(MATERIAL PROVIDED begins)

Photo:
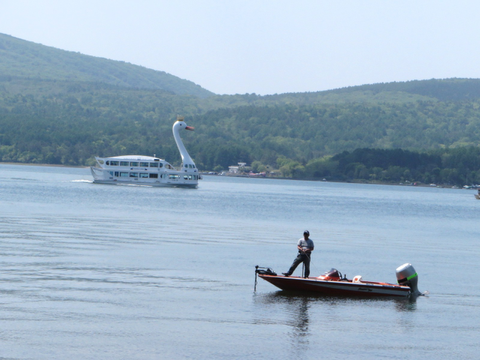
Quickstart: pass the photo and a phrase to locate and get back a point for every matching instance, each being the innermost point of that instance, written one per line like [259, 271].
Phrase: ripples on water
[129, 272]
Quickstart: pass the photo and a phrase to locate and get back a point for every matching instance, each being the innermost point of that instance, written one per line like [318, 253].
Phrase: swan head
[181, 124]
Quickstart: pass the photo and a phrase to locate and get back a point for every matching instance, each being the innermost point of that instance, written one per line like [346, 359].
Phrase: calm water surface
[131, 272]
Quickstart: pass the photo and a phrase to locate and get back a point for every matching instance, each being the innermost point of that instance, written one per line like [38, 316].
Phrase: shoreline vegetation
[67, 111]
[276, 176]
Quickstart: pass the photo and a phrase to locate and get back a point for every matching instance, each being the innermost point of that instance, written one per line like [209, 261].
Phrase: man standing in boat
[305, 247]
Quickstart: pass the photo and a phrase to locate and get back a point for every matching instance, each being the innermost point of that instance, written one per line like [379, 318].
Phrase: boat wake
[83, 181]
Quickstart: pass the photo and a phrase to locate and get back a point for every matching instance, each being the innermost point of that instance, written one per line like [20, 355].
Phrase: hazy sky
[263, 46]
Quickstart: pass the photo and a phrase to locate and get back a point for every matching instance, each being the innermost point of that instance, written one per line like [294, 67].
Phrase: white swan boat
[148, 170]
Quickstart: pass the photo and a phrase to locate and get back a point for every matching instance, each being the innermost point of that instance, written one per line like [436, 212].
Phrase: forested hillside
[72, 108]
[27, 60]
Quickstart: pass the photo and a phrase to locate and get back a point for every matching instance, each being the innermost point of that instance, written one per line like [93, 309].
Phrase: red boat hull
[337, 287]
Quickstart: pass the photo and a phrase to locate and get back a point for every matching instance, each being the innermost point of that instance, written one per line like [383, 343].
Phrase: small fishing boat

(MATERIAL PROVIDED ends)

PROMPT: All lines in the listing above between the line with "like [318, 253]." and the line with "like [38, 316].", inclusive, should be set down exactly, and no line outside that range.

RESULT:
Quickstart: pass the photo and a phrase to locate and get back a point for every matching instance, each being the innermost point of that instance, written one per line like [318, 253].
Phrase: swan head
[181, 124]
Quickstart: pass the photo and a phrase to locate and get back a point for every matching instance, each being the innermost point of that instance, written one per line like [346, 359].
Phrase: calm water surface
[131, 272]
Quickstart: pass the photo and a phrase to locate and get back a point for every matching instance, each being the innermost point of that instance, written one per line like [38, 316].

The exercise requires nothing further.